# Work instructions
Lines from the one containing "[spot] the craggy" through the last line of the records below need to be repeated exactly; nothing else, and no pictures.

=-=-=

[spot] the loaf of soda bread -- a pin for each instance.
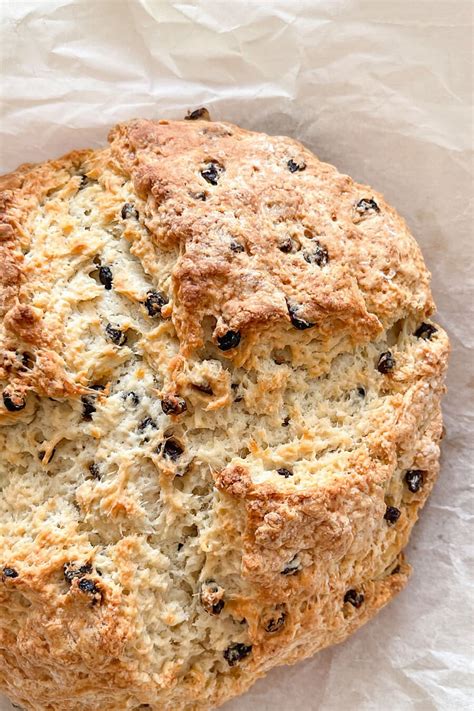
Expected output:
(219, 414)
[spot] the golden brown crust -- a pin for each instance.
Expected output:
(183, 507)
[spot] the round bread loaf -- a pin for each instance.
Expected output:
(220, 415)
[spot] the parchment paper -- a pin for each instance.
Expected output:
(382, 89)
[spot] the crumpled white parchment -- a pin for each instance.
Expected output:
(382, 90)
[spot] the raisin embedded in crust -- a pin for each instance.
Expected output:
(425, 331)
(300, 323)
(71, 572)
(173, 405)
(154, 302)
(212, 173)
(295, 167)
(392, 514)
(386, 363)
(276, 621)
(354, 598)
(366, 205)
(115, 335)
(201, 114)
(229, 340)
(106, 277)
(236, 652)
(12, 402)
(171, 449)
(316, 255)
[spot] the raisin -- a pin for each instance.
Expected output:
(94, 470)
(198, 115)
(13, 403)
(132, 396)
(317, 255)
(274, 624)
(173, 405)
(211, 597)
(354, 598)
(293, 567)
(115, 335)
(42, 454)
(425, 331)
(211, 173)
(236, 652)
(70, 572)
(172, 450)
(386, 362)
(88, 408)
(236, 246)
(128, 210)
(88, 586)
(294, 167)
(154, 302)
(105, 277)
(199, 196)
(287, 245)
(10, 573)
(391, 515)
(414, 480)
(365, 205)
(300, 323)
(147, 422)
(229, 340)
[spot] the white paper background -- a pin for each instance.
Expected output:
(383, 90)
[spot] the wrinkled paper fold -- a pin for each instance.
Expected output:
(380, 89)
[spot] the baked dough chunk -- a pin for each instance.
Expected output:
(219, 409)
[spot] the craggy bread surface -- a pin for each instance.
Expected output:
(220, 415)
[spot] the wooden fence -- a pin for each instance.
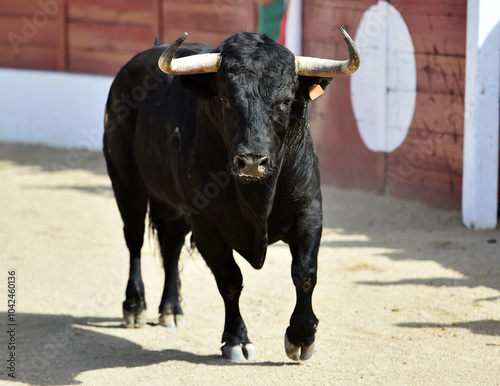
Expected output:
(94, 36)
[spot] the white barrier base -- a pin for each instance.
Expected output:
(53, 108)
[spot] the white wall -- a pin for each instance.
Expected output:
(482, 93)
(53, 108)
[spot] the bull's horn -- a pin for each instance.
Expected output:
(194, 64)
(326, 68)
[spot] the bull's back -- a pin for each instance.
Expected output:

=-=-=

# Response to the exercise
[spot] the craggy bread surface -- a pin for each instance.
Expected output:
(220, 415)
[spot] the wooden fence -- a pin for each instance.
Expected output:
(94, 36)
[spot] the white barrier base -- a pin for each instance.
Expected output:
(53, 108)
[spot] the white wall -- a pin for each instance.
Expected output:
(482, 93)
(53, 108)
[spot] the bull's horn -- a pin for each instance.
Expected output:
(194, 64)
(326, 68)
[spot] the bull's back -- a pin for each instance.
Expected output:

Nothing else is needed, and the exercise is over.